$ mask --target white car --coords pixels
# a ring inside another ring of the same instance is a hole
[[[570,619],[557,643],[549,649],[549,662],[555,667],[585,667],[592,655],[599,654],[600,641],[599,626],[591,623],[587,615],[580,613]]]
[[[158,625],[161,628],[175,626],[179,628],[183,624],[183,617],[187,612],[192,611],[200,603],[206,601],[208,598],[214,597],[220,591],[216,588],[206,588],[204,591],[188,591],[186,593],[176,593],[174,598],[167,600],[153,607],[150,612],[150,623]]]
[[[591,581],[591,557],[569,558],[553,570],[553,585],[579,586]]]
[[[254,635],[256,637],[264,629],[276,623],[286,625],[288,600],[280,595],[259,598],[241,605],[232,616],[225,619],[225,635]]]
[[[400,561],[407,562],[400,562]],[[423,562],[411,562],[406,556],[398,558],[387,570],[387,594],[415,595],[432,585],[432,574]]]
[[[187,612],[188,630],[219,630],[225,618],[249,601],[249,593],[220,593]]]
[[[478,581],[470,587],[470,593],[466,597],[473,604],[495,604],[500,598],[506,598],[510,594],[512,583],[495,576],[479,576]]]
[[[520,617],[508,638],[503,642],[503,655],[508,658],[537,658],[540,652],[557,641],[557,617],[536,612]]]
--
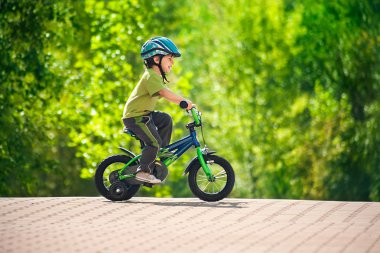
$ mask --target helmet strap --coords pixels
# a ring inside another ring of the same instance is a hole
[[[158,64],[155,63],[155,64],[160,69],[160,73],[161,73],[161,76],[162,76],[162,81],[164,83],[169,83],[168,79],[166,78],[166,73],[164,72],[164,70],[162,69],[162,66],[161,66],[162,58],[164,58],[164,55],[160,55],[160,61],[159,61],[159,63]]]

WRITTEN PROBLEM: Copy out everything in the listing unchanged, from the line containing "car --coords pixels" down to the line containing "[[[591,581],[591,557],[569,558],[553,570],[553,585],[579,586]]]", with both of those lines included and nothing else.

OUTPUT OF THE EXERCISE:
$ mask --target white car --coords pixels
# a ring inside another ring of the same instance is a hole
[[[570,619],[557,643],[549,649],[549,662],[555,667],[585,667],[592,655],[599,654],[600,641],[599,626],[591,623],[587,615],[580,613]]]
[[[158,625],[161,628],[175,626],[179,628],[183,624],[183,617],[187,612],[192,611],[200,603],[206,601],[208,598],[214,597],[220,591],[216,588],[206,588],[204,591],[188,591],[186,593],[176,593],[174,598],[167,600],[153,607],[150,612],[150,623]]]
[[[591,581],[591,557],[569,558],[553,570],[553,585],[579,586]]]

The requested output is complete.